【大紀元日本8月17日】北京情報筋の話として、中国国務院総理・温家宝は、医療費の上昇、医療改革の失敗によって批判の的となり、政治ライバルの非難を受けている。中央社が伝えた。
報道によると、中国は、20年余りの経済改革を進める中で、民衆に対するゆりかごから墓場までの医療福祉を既に行っていない。2000年当時、資金不足の中国政府は、医療機関の改革を推し進め、病院を営利機関と非営利機関に分けるとともに、医療補助を削減した。これにより、中国の8億の農民の絶対多数が医療保険の適用を受けられない状態となった。
医療改革がもたらした争議はますます激しくなっている。医療費が大幅に上昇したことから、“看病難看病貴(病気の治療が難しく、かつ高い)”は、民衆の苦境の原因となっている。統計によると、約48.9%の住民が病気になっても医者にかからず、29.6%が入院すべきなのに入院していない。
先日、福建省で肺がんを患った42歳の農民が、治療費がないことに絶望し、公共バスで爆弾自殺を図り、多くの市民を巻き添えにするという事件があった。貧しい者が治療を受けられないという深刻な社会問題をあらためて浮き彫りにした悲惨な事件だった。
温家宝は、2003年に総理の座を引き継いだが、その後医療、教育、住宅費用の大幅な上昇を許し、また株式市場が大幅に下落したことを理由に、政治ライバルからの非難を受けている。しかし温家宝陣営は、これらの問題は前政権が残していった課題であると主張している。ロイターの報道によると、温家宝は上述の問題で批判を受けてはいるが、専門家たちは、現在のところ温家宝の地位は安定していると見ている。

作業内容 ::
1. 中国の医療改革と温家宝への批判を伝える記事で、温家宝が総理就任後に大幅な上昇を許したとされる費用は何ですか。すべて挙げてください。
2. 中国の医療改革と温家宝への批判を伝える記事を、最後の文の後から書き継いでください。

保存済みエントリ
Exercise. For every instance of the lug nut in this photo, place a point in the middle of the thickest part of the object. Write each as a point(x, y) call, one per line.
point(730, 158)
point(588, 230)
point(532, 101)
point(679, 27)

回答一覧 ::
1. 医療、教育、住宅の費用

2.
温家宝は、先日主催した国務院常務会議において、新型の農村合作医療制度の創設を急ぐよう指示を出した。会議では、新型農村合作医療制度のテストを行う県・市区について、現在の全国21%を、40%までに拡大すること、中央及び地方財政による支援を強化することが求められた。
また、会議では、合作医療に参加した農民に対する中央からの補助の基準として、現在の1人1年あたり10元をベースに、更に10元増加させることや、中西部の農業人口が多数を占める市直轄区及びテストに参加することが困難な東部の一部の県・市を中央財政の補助範囲に組み入れることが検討された。地方財政もそれに応じて補助を増加することが必要であり、農民の納付水準を引き上げず、農民負担を増加させないことが政策の主眼となっている。